--- PROVIDED PASSAGE Enclosed Below ---
Sibanye Gold weighs Beatrix uranium option

[miningmx.com] – MINING uranium is one of the options Sibanye Gold is considering as it weighs up whether to keep its Beatrix West operation open, the Free State mine that is losing R28m in revenue monthly.

A fire that broke out at the mining section on February 19 has made it inaccessible with the result that production is unlikely for at least another year. The mine is losing 61kg of monthly gold production while development of ore reserves is impossible.

“The mining section is responsible for 24% of total Beatrix production but comprises a much larger part of costs,” said James Wellsted, head of corporate affairs for Sibanye. Some 51% of Beatrix’s total electricity bill is attributable to Beatrix West.

The viability of the remainder of Beatrix gold mine was not in question where Beatrix West section to be shut, he said.
--- End of Enclosed PROVIDED PASSAGE ---
--- DATA EXTRACT Enclosed Below ---
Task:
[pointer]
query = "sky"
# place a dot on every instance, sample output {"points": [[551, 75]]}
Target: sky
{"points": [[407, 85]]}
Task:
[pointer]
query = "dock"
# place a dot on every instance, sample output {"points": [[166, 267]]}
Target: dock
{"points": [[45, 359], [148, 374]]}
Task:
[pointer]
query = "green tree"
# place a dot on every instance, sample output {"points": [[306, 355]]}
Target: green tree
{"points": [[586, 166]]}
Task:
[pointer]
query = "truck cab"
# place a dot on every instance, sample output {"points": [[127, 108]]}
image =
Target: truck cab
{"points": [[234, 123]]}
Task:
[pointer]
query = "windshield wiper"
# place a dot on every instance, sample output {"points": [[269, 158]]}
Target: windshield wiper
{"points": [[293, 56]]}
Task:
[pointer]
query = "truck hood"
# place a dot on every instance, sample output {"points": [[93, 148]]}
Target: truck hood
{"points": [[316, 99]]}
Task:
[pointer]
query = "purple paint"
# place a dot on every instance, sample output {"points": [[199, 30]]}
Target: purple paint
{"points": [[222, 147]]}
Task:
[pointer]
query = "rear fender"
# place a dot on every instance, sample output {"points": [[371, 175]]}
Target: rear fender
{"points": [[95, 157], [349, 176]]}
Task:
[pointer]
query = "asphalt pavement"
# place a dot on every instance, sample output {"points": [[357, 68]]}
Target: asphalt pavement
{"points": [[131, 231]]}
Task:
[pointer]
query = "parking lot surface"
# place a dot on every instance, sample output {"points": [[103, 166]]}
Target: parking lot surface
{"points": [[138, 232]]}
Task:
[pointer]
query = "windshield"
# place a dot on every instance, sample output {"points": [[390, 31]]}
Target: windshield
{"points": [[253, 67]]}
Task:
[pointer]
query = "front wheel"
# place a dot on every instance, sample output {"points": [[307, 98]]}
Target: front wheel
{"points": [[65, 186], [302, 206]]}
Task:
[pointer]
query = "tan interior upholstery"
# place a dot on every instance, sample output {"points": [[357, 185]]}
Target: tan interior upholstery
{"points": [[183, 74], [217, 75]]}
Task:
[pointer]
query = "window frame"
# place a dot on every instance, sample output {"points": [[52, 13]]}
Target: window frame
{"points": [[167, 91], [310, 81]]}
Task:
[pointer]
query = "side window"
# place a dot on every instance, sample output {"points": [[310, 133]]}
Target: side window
--- End of Enclosed DATA EXTRACT ---
In the Beatrix uranium article above, turn the paragraph beginning "A fire that broke out" into a short list that keeps its main facts.

- **RESULT OF THIS TASK**:
- A fire broke out at the mining section on February 19.
- The fire has made the section inaccessible.
- Production is unlikely for at least another year.
- The mine is losing 61kg of gold production each month.
- Developing ore reserves is impossible.